>> START Source records

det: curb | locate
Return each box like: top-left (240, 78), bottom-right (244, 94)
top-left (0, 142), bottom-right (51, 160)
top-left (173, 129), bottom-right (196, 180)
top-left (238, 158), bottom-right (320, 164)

>> END Source records

Work instructions. Give every line of the records above as a numbered list, skipping any blank lines.

Answer to the exercise.
1. det: curb | locate
2. Return each box like: top-left (240, 78), bottom-right (244, 94)
3. top-left (0, 142), bottom-right (51, 160)
4. top-left (173, 129), bottom-right (196, 180)
5. top-left (238, 158), bottom-right (320, 164)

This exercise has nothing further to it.